LISTED ENTRIES:
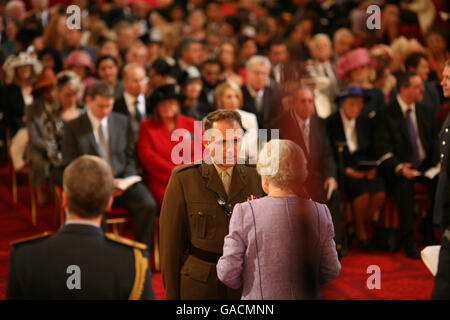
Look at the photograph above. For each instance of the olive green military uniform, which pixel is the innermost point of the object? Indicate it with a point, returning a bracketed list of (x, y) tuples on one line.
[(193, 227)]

---

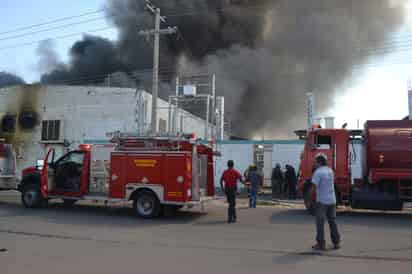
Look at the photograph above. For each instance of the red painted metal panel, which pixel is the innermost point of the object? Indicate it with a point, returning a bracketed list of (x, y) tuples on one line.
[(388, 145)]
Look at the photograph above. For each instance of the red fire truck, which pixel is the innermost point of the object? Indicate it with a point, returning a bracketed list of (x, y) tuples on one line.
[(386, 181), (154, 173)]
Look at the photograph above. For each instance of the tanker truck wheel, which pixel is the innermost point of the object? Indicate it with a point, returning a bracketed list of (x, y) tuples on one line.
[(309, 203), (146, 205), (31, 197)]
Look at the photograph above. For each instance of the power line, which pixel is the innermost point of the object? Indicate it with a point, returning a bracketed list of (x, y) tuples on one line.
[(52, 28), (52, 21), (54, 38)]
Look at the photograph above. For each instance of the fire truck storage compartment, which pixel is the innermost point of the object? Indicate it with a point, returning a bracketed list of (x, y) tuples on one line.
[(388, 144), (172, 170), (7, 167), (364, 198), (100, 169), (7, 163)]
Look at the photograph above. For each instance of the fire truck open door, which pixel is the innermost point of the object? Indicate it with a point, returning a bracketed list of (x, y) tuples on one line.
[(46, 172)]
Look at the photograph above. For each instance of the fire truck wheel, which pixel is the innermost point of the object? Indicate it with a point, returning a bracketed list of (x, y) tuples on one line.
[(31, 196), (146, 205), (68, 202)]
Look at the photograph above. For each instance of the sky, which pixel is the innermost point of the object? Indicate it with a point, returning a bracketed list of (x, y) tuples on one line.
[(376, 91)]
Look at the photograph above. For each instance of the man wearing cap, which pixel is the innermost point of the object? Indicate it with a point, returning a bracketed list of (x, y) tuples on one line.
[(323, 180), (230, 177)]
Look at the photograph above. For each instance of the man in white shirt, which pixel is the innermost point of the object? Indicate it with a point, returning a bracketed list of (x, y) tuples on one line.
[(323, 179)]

WRITTEN INSTRUCTION: Rewrite the part of the records that opens with the line containing "Look at the photograph above. For each instance of the olive" and closes with the line containing "[(193, 227)]", replacing "olive green" with "khaki" and leaving everything else unchanged.

CORRECT RESPONSE:
Look at the photograph above. For each instance of the khaki military uniform, which pixel is the innermost point of the object? Indicate it with a point, returning a bracketed list of (x, y) tuples on one line.
[(193, 227)]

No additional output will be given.